- **Provided entries**

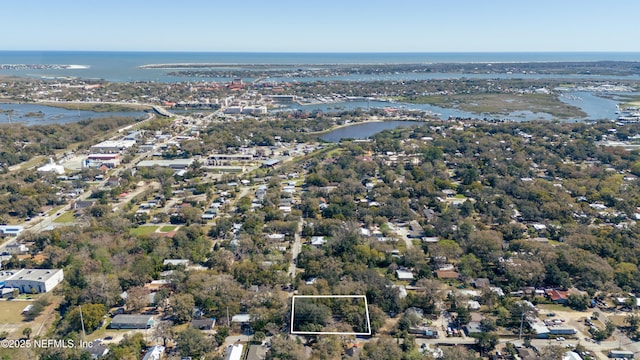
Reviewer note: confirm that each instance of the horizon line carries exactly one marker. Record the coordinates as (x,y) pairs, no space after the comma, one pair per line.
(338,52)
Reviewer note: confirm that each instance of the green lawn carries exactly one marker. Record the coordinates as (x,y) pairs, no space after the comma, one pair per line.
(11,311)
(67,217)
(143,230)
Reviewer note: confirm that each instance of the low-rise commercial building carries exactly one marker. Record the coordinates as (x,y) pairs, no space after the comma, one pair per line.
(30,281)
(124,321)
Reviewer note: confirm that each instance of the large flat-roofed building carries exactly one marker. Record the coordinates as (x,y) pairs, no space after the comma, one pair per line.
(123,321)
(176,164)
(10,230)
(219,159)
(29,281)
(97,160)
(112,146)
(234,352)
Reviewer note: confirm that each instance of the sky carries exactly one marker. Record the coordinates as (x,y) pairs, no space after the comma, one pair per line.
(322,25)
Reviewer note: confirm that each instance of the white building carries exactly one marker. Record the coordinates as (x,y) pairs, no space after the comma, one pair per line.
(52,167)
(154,353)
(234,352)
(32,280)
(11,230)
(112,146)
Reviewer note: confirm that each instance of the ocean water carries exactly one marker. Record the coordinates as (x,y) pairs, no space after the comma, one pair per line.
(125,66)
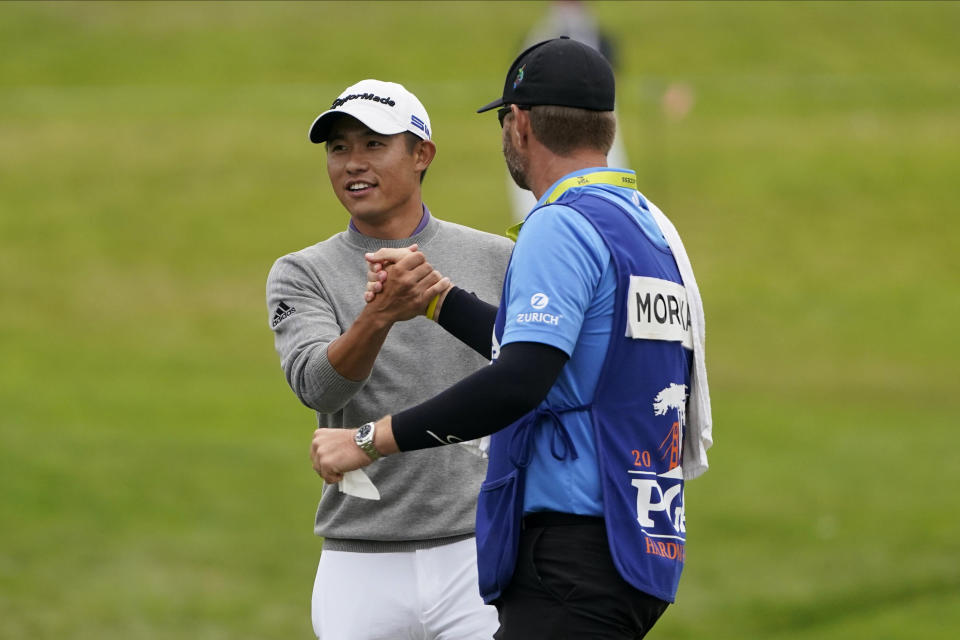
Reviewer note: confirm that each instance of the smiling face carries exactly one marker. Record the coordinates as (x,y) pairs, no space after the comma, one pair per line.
(376,177)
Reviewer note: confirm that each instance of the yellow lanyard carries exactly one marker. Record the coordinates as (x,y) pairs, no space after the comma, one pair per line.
(615,178)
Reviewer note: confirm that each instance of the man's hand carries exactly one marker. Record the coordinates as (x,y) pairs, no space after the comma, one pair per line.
(413,282)
(334,452)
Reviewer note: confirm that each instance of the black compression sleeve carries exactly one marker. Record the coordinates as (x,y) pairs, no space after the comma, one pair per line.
(485,401)
(469,319)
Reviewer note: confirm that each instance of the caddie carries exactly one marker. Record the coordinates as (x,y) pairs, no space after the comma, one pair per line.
(597,397)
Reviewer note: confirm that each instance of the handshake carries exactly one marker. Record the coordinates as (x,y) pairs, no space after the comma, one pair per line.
(402,285)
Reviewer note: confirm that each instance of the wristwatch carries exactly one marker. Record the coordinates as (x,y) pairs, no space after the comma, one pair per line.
(364,440)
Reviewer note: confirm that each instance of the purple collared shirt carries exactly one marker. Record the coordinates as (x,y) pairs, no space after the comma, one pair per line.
(424,219)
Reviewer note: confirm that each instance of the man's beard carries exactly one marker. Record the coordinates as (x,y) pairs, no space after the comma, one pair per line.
(516,163)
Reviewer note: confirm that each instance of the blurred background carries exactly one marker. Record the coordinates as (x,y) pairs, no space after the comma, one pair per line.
(154,471)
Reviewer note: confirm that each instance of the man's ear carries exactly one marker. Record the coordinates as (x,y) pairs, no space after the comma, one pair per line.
(424,153)
(521,129)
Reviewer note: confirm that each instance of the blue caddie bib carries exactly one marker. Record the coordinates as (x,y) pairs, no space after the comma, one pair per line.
(638,415)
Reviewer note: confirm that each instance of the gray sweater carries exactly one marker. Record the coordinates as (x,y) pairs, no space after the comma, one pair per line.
(313,296)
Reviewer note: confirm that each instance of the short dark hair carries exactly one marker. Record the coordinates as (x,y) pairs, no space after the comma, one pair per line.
(412,140)
(563,130)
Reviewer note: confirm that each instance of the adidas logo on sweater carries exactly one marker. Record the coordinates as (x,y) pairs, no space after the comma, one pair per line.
(283,311)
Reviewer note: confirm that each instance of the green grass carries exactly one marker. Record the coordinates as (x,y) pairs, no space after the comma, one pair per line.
(154,479)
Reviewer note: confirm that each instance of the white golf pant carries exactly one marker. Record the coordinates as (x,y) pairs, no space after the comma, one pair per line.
(430,594)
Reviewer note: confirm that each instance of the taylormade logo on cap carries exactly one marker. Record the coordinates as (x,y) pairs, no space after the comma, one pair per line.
(385,107)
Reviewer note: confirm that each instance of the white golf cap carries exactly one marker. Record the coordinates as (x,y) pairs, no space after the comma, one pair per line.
(385,107)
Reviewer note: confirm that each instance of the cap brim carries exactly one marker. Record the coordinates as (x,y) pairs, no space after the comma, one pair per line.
(320,129)
(493,105)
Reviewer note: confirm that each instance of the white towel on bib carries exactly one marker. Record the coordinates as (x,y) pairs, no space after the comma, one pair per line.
(699,436)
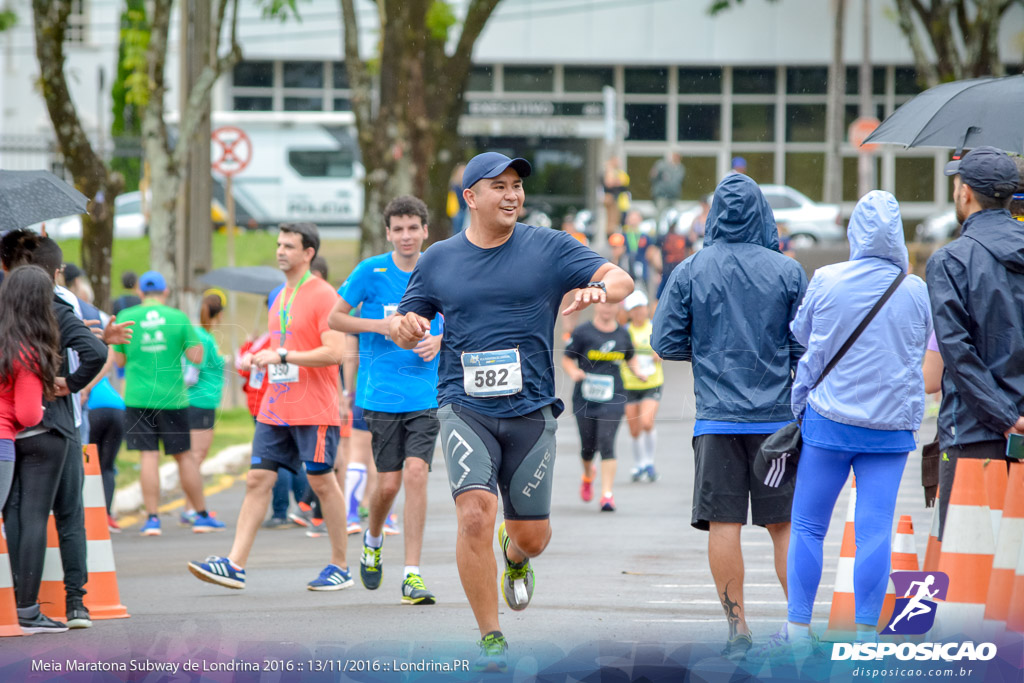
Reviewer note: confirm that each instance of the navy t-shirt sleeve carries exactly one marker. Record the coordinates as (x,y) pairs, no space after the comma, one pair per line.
(418,299)
(577,262)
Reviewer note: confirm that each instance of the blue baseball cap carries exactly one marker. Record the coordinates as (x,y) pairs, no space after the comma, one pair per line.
(986,170)
(489,165)
(151,281)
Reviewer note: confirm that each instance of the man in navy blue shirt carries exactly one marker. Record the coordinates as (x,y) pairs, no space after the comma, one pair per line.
(499,285)
(400,391)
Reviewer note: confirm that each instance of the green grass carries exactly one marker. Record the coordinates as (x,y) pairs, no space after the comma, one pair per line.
(233,426)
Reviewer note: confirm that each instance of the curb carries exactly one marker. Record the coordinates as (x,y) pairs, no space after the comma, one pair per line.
(229,460)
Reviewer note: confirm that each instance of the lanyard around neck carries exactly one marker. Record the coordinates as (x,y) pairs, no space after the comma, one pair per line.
(286,311)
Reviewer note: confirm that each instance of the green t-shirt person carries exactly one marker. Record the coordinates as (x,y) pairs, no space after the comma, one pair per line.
(154,357)
(207,391)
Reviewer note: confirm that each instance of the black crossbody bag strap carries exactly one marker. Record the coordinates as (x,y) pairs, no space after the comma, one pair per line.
(860,328)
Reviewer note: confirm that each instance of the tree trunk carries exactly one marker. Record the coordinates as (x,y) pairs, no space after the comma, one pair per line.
(91,176)
(409,136)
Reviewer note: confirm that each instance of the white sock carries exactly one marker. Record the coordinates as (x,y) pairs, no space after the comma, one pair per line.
(797,631)
(638,454)
(355,485)
(650,440)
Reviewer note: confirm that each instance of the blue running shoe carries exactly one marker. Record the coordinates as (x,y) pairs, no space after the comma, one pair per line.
(207,524)
(332,579)
(218,570)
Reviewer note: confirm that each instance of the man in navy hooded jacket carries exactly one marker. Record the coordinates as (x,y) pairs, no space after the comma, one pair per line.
(976,285)
(727,310)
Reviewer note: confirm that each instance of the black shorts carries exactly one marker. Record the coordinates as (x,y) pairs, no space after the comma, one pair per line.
(397,436)
(637,395)
(724,480)
(145,428)
(292,446)
(202,418)
(515,456)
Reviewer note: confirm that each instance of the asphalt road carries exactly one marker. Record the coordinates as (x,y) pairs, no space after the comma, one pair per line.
(609,584)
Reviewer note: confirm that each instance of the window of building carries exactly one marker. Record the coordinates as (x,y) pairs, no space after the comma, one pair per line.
(805,123)
(529,79)
(701,176)
(481,79)
(303,103)
(699,81)
(647,122)
(754,123)
(647,81)
(699,122)
(754,81)
(805,172)
(76,31)
(249,103)
(303,74)
(914,179)
(587,79)
(254,75)
(340,76)
(807,80)
(322,163)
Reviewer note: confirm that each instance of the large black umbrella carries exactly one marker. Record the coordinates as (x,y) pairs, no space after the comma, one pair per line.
(962,114)
(30,197)
(252,279)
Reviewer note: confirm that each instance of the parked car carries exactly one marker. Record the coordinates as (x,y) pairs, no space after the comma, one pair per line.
(128,220)
(939,227)
(808,222)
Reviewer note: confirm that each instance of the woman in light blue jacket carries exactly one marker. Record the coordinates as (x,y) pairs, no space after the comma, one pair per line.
(863,415)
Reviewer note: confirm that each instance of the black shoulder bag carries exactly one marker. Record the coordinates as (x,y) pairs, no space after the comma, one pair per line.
(776,461)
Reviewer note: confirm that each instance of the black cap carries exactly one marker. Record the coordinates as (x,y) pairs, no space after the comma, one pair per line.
(986,170)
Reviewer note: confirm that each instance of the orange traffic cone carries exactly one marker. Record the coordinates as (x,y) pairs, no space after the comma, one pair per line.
(995,487)
(8,606)
(968,546)
(842,619)
(904,558)
(934,547)
(102,598)
(1008,549)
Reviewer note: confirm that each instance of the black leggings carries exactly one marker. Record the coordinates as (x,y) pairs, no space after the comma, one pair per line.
(598,434)
(107,430)
(38,466)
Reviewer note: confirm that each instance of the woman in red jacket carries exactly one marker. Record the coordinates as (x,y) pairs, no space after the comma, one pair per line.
(30,358)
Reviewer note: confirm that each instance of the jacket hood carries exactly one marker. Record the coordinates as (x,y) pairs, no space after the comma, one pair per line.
(876,229)
(1000,235)
(739,212)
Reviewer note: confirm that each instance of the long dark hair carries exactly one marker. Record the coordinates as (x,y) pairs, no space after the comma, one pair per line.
(29,332)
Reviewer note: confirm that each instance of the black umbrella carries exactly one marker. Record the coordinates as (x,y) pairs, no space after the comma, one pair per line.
(251,279)
(30,197)
(962,114)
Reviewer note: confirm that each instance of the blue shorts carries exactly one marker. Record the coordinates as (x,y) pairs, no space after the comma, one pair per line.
(312,445)
(358,421)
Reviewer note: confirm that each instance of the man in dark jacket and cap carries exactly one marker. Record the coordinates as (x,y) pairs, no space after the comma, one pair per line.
(727,310)
(976,285)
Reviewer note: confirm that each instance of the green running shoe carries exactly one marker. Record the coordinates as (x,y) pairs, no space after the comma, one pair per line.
(414,592)
(370,564)
(517,582)
(494,653)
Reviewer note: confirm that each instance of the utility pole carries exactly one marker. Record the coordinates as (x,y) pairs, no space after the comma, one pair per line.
(195,228)
(836,110)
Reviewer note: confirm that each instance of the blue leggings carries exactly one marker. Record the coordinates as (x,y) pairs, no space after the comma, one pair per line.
(819,480)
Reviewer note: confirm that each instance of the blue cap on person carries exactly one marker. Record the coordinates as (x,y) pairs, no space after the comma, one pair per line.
(491,165)
(986,170)
(151,281)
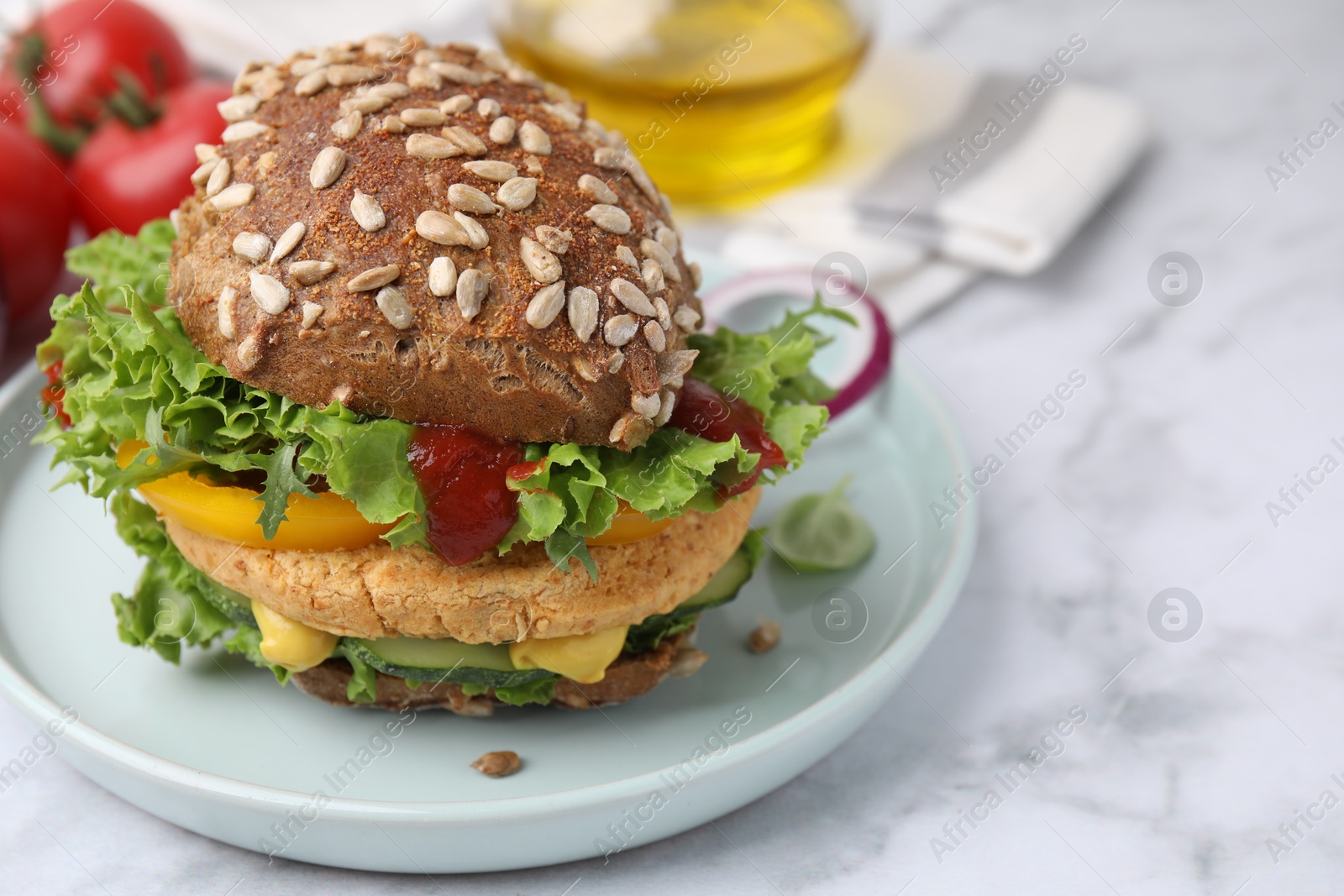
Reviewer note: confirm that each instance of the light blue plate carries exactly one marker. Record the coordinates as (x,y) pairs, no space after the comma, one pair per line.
(217,747)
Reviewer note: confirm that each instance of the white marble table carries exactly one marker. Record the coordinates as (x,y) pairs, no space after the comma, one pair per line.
(1156,476)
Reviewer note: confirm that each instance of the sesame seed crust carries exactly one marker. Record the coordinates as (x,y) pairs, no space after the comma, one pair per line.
(494,369)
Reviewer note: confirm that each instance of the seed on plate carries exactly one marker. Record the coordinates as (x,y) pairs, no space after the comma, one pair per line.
(470,199)
(239,107)
(374,278)
(252,246)
(349,125)
(517,194)
(312,311)
(244,130)
(546,305)
(311,271)
(533,139)
(496,170)
(443,275)
(226,307)
(219,177)
(655,336)
(632,297)
(269,293)
(456,105)
(367,212)
(393,302)
(312,83)
(655,250)
(472,288)
(423,78)
(327,167)
(597,190)
(432,147)
(497,763)
(503,129)
(685,317)
(476,235)
(609,217)
(620,329)
(539,261)
(470,144)
(558,241)
(233,196)
(582,312)
(423,117)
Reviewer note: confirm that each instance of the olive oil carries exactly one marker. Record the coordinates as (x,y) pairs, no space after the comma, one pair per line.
(721,100)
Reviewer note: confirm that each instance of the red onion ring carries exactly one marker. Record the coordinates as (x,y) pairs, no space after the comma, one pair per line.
(870,364)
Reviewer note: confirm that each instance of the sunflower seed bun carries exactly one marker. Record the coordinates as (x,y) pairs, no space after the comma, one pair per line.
(434,234)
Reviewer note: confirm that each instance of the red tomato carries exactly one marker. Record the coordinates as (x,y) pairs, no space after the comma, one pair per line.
(127,177)
(73,55)
(35,210)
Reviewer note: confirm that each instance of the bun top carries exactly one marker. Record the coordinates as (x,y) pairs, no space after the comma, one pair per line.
(437,235)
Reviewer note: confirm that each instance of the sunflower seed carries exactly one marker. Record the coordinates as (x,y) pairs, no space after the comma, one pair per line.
(685,317)
(620,329)
(539,261)
(627,257)
(496,170)
(454,71)
(517,194)
(674,364)
(244,130)
(582,312)
(546,305)
(312,311)
(219,177)
(432,147)
(470,199)
(233,196)
(309,271)
(249,352)
(226,307)
(476,235)
(632,297)
(472,288)
(327,167)
(441,228)
(393,302)
(374,278)
(367,212)
(269,293)
(252,246)
(470,144)
(609,217)
(423,117)
(652,275)
(655,250)
(655,336)
(558,241)
(201,176)
(312,83)
(503,129)
(349,125)
(347,76)
(456,105)
(597,190)
(533,139)
(239,107)
(443,275)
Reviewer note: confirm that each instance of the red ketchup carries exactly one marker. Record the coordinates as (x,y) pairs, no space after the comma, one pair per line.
(703,411)
(461,474)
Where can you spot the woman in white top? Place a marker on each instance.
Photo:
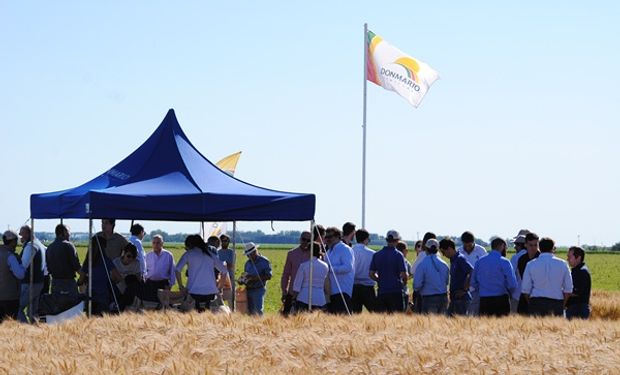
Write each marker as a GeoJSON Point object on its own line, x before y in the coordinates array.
{"type": "Point", "coordinates": [301, 285]}
{"type": "Point", "coordinates": [201, 279]}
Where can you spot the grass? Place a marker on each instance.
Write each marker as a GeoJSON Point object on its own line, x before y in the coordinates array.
{"type": "Point", "coordinates": [603, 267]}
{"type": "Point", "coordinates": [171, 343]}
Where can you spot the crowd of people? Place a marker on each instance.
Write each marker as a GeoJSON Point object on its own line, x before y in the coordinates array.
{"type": "Point", "coordinates": [349, 277]}
{"type": "Point", "coordinates": [326, 272]}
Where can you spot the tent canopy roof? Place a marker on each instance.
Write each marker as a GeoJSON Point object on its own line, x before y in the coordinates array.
{"type": "Point", "coordinates": [167, 178]}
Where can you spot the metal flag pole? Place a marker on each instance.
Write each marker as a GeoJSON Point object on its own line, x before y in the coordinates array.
{"type": "Point", "coordinates": [90, 267]}
{"type": "Point", "coordinates": [311, 264]}
{"type": "Point", "coordinates": [364, 129]}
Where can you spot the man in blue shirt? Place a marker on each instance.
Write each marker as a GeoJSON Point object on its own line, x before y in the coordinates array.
{"type": "Point", "coordinates": [363, 286]}
{"type": "Point", "coordinates": [388, 269]}
{"type": "Point", "coordinates": [431, 280]}
{"type": "Point", "coordinates": [258, 271]}
{"type": "Point", "coordinates": [341, 273]}
{"type": "Point", "coordinates": [460, 273]}
{"type": "Point", "coordinates": [494, 279]}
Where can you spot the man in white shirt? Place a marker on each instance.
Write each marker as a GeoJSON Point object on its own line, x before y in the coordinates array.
{"type": "Point", "coordinates": [363, 286]}
{"type": "Point", "coordinates": [472, 252]}
{"type": "Point", "coordinates": [137, 235]}
{"type": "Point", "coordinates": [547, 282]}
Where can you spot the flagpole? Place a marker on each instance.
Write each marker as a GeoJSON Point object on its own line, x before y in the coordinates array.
{"type": "Point", "coordinates": [364, 129]}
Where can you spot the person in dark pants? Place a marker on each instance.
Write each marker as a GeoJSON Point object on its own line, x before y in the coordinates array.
{"type": "Point", "coordinates": [63, 263]}
{"type": "Point", "coordinates": [531, 245]}
{"type": "Point", "coordinates": [460, 274]}
{"type": "Point", "coordinates": [578, 304]}
{"type": "Point", "coordinates": [547, 282]}
{"type": "Point", "coordinates": [11, 272]}
{"type": "Point", "coordinates": [363, 286]}
{"type": "Point", "coordinates": [495, 280]}
{"type": "Point", "coordinates": [431, 281]}
{"type": "Point", "coordinates": [387, 267]}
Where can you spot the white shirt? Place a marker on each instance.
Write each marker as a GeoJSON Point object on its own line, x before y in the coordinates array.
{"type": "Point", "coordinates": [547, 276]}
{"type": "Point", "coordinates": [419, 258]}
{"type": "Point", "coordinates": [515, 262]}
{"type": "Point", "coordinates": [200, 275]}
{"type": "Point", "coordinates": [301, 285]}
{"type": "Point", "coordinates": [141, 258]}
{"type": "Point", "coordinates": [477, 253]}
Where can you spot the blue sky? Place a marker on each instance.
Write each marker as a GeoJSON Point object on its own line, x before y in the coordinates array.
{"type": "Point", "coordinates": [519, 132]}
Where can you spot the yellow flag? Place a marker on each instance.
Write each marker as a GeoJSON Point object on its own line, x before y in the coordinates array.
{"type": "Point", "coordinates": [229, 163]}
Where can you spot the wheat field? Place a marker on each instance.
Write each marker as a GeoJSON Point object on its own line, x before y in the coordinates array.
{"type": "Point", "coordinates": [171, 343]}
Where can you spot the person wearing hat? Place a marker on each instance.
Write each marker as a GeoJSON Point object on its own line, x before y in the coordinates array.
{"type": "Point", "coordinates": [431, 281]}
{"type": "Point", "coordinates": [519, 242]}
{"type": "Point", "coordinates": [258, 272]}
{"type": "Point", "coordinates": [472, 252]}
{"type": "Point", "coordinates": [225, 254]}
{"type": "Point", "coordinates": [341, 262]}
{"type": "Point", "coordinates": [33, 254]}
{"type": "Point", "coordinates": [11, 272]}
{"type": "Point", "coordinates": [388, 269]}
{"type": "Point", "coordinates": [460, 275]}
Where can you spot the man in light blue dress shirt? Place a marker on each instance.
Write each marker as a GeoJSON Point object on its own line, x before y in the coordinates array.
{"type": "Point", "coordinates": [431, 280]}
{"type": "Point", "coordinates": [494, 279]}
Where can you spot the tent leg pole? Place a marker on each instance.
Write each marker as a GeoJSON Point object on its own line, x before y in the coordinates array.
{"type": "Point", "coordinates": [233, 289]}
{"type": "Point", "coordinates": [311, 264]}
{"type": "Point", "coordinates": [90, 268]}
{"type": "Point", "coordinates": [30, 316]}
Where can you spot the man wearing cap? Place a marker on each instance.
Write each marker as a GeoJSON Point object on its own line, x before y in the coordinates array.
{"type": "Point", "coordinates": [294, 258]}
{"type": "Point", "coordinates": [31, 255]}
{"type": "Point", "coordinates": [578, 304]}
{"type": "Point", "coordinates": [388, 269]}
{"type": "Point", "coordinates": [520, 250]}
{"type": "Point", "coordinates": [257, 272]}
{"type": "Point", "coordinates": [115, 243]}
{"type": "Point", "coordinates": [472, 252]}
{"type": "Point", "coordinates": [137, 235]}
{"type": "Point", "coordinates": [547, 282]}
{"type": "Point", "coordinates": [225, 254]}
{"type": "Point", "coordinates": [532, 252]}
{"type": "Point", "coordinates": [494, 279]}
{"type": "Point", "coordinates": [62, 263]}
{"type": "Point", "coordinates": [363, 286]}
{"type": "Point", "coordinates": [431, 281]}
{"type": "Point", "coordinates": [460, 274]}
{"type": "Point", "coordinates": [341, 271]}
{"type": "Point", "coordinates": [348, 232]}
{"type": "Point", "coordinates": [11, 272]}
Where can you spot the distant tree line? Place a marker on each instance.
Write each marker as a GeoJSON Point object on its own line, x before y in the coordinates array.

- **Exercise details**
Find every line in the records above that contains the word "wearing", and copy each one.

- **Output below**
Where can you spot the person wearing hat? Place a marker on each instance.
Where can you spot the man wearing cap? Place a marker on each instance.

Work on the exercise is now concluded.